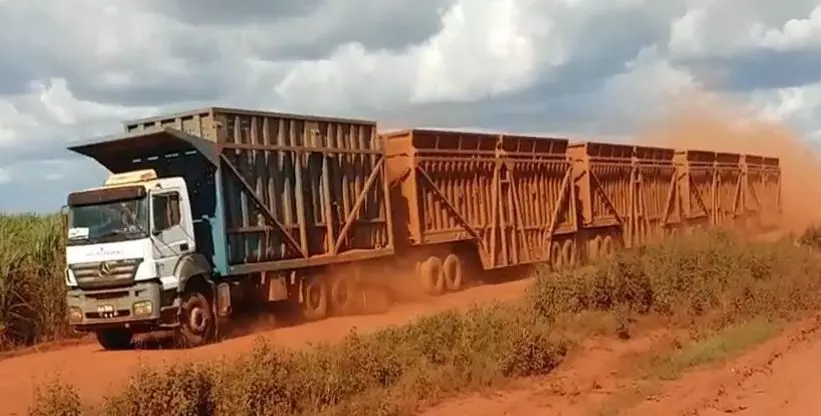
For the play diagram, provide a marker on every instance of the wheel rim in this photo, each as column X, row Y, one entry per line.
column 313, row 296
column 198, row 319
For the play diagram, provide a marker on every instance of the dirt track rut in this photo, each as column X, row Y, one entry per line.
column 780, row 377
column 96, row 372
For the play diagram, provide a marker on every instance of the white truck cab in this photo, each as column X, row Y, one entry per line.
column 130, row 246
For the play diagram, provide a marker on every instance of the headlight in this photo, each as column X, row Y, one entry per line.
column 75, row 314
column 143, row 308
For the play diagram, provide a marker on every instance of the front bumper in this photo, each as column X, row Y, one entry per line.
column 142, row 306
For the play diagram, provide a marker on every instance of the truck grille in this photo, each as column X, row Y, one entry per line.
column 105, row 274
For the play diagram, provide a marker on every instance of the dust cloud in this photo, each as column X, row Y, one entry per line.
column 716, row 125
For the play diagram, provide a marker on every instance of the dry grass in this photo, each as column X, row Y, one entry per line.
column 32, row 289
column 707, row 282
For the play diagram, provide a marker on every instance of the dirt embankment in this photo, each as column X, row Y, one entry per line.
column 96, row 372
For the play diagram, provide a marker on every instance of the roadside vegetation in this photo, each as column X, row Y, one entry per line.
column 710, row 284
column 32, row 290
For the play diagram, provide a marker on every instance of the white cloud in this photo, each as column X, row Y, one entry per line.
column 522, row 65
column 795, row 33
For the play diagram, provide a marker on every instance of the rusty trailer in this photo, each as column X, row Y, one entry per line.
column 310, row 209
column 762, row 185
column 508, row 195
column 271, row 191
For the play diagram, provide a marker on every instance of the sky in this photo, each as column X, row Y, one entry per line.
column 74, row 70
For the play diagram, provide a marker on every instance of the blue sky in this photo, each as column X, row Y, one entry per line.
column 72, row 70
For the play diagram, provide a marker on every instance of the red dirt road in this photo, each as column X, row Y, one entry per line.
column 96, row 372
column 780, row 377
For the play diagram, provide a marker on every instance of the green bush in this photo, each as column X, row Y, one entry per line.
column 713, row 276
column 440, row 354
column 685, row 279
column 32, row 288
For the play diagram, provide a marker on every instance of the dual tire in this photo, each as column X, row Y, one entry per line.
column 439, row 276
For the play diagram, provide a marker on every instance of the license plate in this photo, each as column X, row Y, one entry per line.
column 105, row 309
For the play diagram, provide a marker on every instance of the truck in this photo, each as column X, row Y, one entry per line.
column 213, row 210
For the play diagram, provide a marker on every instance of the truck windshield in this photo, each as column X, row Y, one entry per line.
column 112, row 221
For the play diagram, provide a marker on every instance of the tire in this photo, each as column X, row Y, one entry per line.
column 114, row 339
column 343, row 296
column 569, row 253
column 432, row 276
column 452, row 270
column 315, row 303
column 556, row 259
column 607, row 246
column 595, row 249
column 197, row 322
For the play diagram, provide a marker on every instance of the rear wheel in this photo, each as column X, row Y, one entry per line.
column 556, row 258
column 607, row 247
column 569, row 253
column 197, row 324
column 114, row 339
column 432, row 276
column 343, row 295
column 315, row 299
column 452, row 269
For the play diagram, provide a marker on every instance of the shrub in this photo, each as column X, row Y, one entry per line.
column 684, row 279
column 32, row 289
column 714, row 276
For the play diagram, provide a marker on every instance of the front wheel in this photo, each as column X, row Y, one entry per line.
column 197, row 325
column 114, row 339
=-=-=
What to do:
Only the pictures are dropped when you print the material; everything else is copied exactly.

Answer section:
For the play diagram, provide a marker on every instance of the wheel rim in this photo, each as column X, row Y, one entry per line.
column 313, row 296
column 198, row 319
For the play diagram, provide a marker on every instance of the dirt track rut in this photo, each as column X, row Y, one entry per line.
column 780, row 377
column 96, row 372
For the play diagram, provide a marker on every instance of the white truck cab in this photo, each as column X, row Y, one entry per line.
column 130, row 246
For the play diagram, provide a marker on every instance of the headlight in this photo, each as column X, row Y, one entry per line.
column 75, row 314
column 143, row 308
For the play diagram, provide a marker on every instance of the front bumper in this photo, each as column X, row Y, one entry per line.
column 142, row 306
For the play diagram, provide a marker on every instance of the truck grille in this photo, each as column X, row Y, one entry per line.
column 105, row 274
For the play diagram, provide a marker on every instance of the dust cloud in this photo, each as column X, row Y, one entry per line.
column 716, row 125
For the play diagram, provide a marker on every instance of the dry grass in this photo, each as column X, row Y, one entry per line.
column 32, row 289
column 707, row 282
For the play diagram, provide a marker on every instance of the dirt embankment in this photo, each as column X, row Y, one entry per line.
column 96, row 372
For the play diagram, provide a marker on every instance of the roadside vegetation in this photo, each as column X, row Y, one entry per line.
column 710, row 284
column 32, row 290
For the play diagram, provide a marker on every instance of the white cloud in this photo, each as column X, row Y, one entry per line.
column 522, row 65
column 795, row 33
For the play diagram, provide a marker on every instance of the rusty trailer in this photo, each as column X, row Y, one entry per line.
column 310, row 209
column 762, row 185
column 508, row 195
column 271, row 191
For the play diagram, provide a marker on every instance of the sky in this photo, each as column X, row Y, one entry per line.
column 74, row 70
For the play diagram, provide a marker on every instance of the blue sky in this photo, each as column X, row Y, one entry per line.
column 72, row 70
For the play diagram, provide a marker on every instance of the red dirt road in this photo, each as column X, row Y, one entry per line.
column 96, row 372
column 780, row 377
For the play diagram, provide a marker on every instance of the green bush in this photo, each as column X, row Y, one entry per line.
column 713, row 276
column 440, row 354
column 685, row 279
column 32, row 288
For the play diagram, provide a marker on every instance of the dual tire in this photo, each as column X, row Y, one entry per line.
column 439, row 276
For the play diagram, provide a marker on every instance of the license plate in this photo, each as column X, row Y, one entry per line.
column 105, row 309
For the play diagram, provide a marker on every instance of the truck in this photo, each as column X, row Y, one entry per line.
column 213, row 210
For the play diagram, provide a marker on every instance of the truck windshield in this photo, each as column X, row Y, one entry per line.
column 112, row 221
For the play diagram, provide a marker on every instance of the tire in this photo, each as column X, row Y, one entry per line.
column 114, row 339
column 343, row 296
column 569, row 253
column 432, row 276
column 452, row 270
column 315, row 303
column 556, row 259
column 607, row 246
column 595, row 249
column 197, row 322
For the play diagram, provide a marker on every instance of the rear wheel in this photo, each as column X, row Y, one entry per line.
column 556, row 258
column 607, row 247
column 569, row 253
column 197, row 324
column 114, row 339
column 432, row 276
column 343, row 295
column 315, row 299
column 452, row 269
For the play diagram, provide a marker on every instance of the shrub in this photo, each as column X, row Y, one entry per line.
column 684, row 279
column 32, row 289
column 714, row 276
For the play diagram, provide a marker on every instance of the front wheel in this photo, each as column X, row Y, one entry per line.
column 197, row 325
column 114, row 339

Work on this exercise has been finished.